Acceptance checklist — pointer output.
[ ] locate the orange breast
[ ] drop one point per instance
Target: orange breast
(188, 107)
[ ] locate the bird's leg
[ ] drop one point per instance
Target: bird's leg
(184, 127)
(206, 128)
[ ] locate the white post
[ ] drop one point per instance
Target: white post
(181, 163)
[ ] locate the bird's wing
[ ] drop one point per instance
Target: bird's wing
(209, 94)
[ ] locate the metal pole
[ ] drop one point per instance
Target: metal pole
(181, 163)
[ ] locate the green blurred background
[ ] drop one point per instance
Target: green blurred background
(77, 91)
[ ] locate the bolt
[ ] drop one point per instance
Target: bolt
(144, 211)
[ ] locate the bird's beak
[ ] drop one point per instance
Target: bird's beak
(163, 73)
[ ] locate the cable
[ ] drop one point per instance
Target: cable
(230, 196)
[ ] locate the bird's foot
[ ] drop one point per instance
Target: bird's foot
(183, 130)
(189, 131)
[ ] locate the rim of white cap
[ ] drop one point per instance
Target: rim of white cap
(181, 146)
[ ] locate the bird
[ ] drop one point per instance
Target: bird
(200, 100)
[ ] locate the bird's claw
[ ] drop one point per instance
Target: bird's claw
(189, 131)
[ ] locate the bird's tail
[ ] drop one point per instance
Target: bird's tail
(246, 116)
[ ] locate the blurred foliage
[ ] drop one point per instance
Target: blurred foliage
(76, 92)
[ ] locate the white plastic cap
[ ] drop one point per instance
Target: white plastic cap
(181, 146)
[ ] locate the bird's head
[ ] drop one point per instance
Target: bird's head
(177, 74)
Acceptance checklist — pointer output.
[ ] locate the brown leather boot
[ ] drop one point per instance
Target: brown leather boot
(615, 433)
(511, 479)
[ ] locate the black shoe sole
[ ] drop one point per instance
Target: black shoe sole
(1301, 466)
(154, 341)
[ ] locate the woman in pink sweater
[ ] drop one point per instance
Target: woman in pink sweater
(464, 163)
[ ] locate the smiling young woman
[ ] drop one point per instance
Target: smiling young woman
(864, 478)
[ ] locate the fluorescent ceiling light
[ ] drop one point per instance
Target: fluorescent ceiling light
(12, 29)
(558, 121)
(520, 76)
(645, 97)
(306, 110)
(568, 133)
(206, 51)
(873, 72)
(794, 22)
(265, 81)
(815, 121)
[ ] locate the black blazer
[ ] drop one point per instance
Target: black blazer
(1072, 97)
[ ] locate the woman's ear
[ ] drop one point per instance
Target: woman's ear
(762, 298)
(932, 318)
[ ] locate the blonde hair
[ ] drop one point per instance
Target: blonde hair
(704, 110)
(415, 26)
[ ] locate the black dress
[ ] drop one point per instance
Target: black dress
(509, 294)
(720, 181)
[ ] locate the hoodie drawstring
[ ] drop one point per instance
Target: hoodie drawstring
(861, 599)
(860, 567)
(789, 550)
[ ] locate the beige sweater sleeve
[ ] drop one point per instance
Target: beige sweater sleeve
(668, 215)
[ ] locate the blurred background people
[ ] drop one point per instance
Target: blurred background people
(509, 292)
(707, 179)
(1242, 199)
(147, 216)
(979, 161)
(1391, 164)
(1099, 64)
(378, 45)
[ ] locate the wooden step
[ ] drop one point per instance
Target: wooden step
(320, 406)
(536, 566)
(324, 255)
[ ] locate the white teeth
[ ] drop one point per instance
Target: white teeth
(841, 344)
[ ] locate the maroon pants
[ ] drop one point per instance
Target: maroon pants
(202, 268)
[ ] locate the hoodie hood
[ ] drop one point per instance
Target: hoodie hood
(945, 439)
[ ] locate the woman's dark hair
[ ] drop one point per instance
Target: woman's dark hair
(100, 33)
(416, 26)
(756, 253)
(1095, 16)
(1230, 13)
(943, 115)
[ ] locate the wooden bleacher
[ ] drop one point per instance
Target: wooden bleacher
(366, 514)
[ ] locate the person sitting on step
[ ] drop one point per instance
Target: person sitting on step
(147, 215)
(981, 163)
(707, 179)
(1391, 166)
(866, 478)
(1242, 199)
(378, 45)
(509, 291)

• [THE EXERCISE]: Provide an exact reproduction of all the entries shown above.

• [TASK SOLUTION]:
Acceptance checklist — pointer output.
[ ] locate the orange breast
[ ] drop one point per instance
Target: orange breast
(188, 107)
[ ] locate the bird's leg
[ ] drop one point per instance
Target: bird's leg
(184, 127)
(206, 128)
[ ] locate the white post
[ ] drop one point per instance
Target: white post
(181, 163)
[ ] locate the bird's wing
[ ] drop one point per instance
Target: bird's wing
(209, 94)
[ ] locate the metal pole
[ ] drop one point per instance
Target: metal pole
(181, 163)
[ ] locate the green blurred background
[ ] drop one point per instance
Target: green blurred background
(77, 91)
[ ] locate the bolt
[ ] drop one point per instance
Target: bolt
(144, 211)
[ ] locate the bird's beak
[ ] drop one point per instance
Target: bird's beak
(163, 73)
[ ] locate the cable
[ ] drop one point per instance
Target: cable
(230, 196)
[ ] locate the bird's foot
[ ] drop one point per instance
Target: bird's foot
(183, 130)
(189, 131)
[ ] locate the rim of white cap
[ ] drop one point per instance
Target: rim of white cap
(181, 146)
[ ] locate the bird
[ ] drop one point per instance
Target: bird
(200, 100)
[ ] locate the bird's claw
[ ] drop one point per instance
Target: bird's claw
(189, 131)
[ ] locate the bird's tail
[ ] drop one point per instance
Target: bird's tail
(246, 116)
[ ] locate the blurred foliage
[ ] drop one point per instance
Target: blurred foliage
(76, 92)
[ ] locate the white plastic cap
[ ] drop one point per instance
Target: white plastic cap
(181, 146)
[ ] locate the bird's head
[ ] drop one point per instance
Target: bird's head
(177, 74)
Acceptance checklist — pointer output.
[ ] locate the brown leather boot
[ ] drop one point per instance
Target: brown leather boot
(615, 433)
(511, 479)
[ ] locate the black shoe sole
[ ] drop one point per instance
Target: black shoe sole
(1301, 466)
(154, 341)
[ ] locate the woman in pink sweater
[ ] drop one point per instance
Target: woman in pink sweater
(464, 163)
[ ] locate the smiling young woman
[ ] drop one point per instance
Target: smiling young woman
(864, 478)
[ ] locate the fluorescent ceiling light
[ ] drop one point per instance
Target: fluorescent ceiling light
(12, 29)
(558, 121)
(520, 76)
(645, 97)
(306, 110)
(568, 133)
(206, 51)
(873, 72)
(794, 22)
(265, 81)
(815, 121)
[ ] locate the black blazer
[ ] drop one point per instance
Target: black blazer
(1072, 97)
[ ] locate the woman's ear
[ ] drop one point per instance
Target: woman's ear
(762, 298)
(932, 318)
[ ] locate the blonde hair
[ ] drop one point per instance
Target: blonde hair
(704, 110)
(415, 26)
[ ] locate the black dress
[ ] drop one point per instance
Target: black dress
(509, 294)
(720, 181)
[ ] locate the hoodie drawstring
[ ] drop one point per instance
Target: hoodie drawstring
(861, 599)
(860, 567)
(789, 550)
[ ] locate the beige sweater sleeve
[ ] drop one point per instance
Target: beige sweater sleeve
(668, 215)
[ ] locate the blurred background people
[ ] drop one point per instance
Target: blurred background people
(509, 292)
(707, 179)
(1242, 199)
(147, 216)
(979, 161)
(1391, 164)
(1099, 64)
(378, 45)
[ ] locate the wooden step
[ ] drop one point per instance
Target: wooden step
(320, 406)
(536, 566)
(324, 255)
[ ] locate the white teeth
[ ] drop one point per instance
Target: white teeth
(841, 344)
[ ] locate the maroon pants
[ ] drop one point per instance
Target: maroon pants
(202, 268)
[ ] locate the hoodie hood
[ ] drop one point per instance
Target: hoodie hood
(945, 439)
[ ] locate the woman's dark hair
[ ] drop one point per instance
Target: woman's dark hair
(100, 33)
(416, 26)
(756, 253)
(1095, 16)
(1230, 13)
(943, 115)
[ ] locate the wooden bleacher
[ ] drop one point per instance
Target: wooden bleacher
(366, 514)
[ ] locate the person sitting on step
[ ] drop one point per instance
Target: person sitting on step
(147, 215)
(981, 163)
(707, 179)
(1391, 166)
(866, 478)
(1242, 199)
(378, 45)
(509, 291)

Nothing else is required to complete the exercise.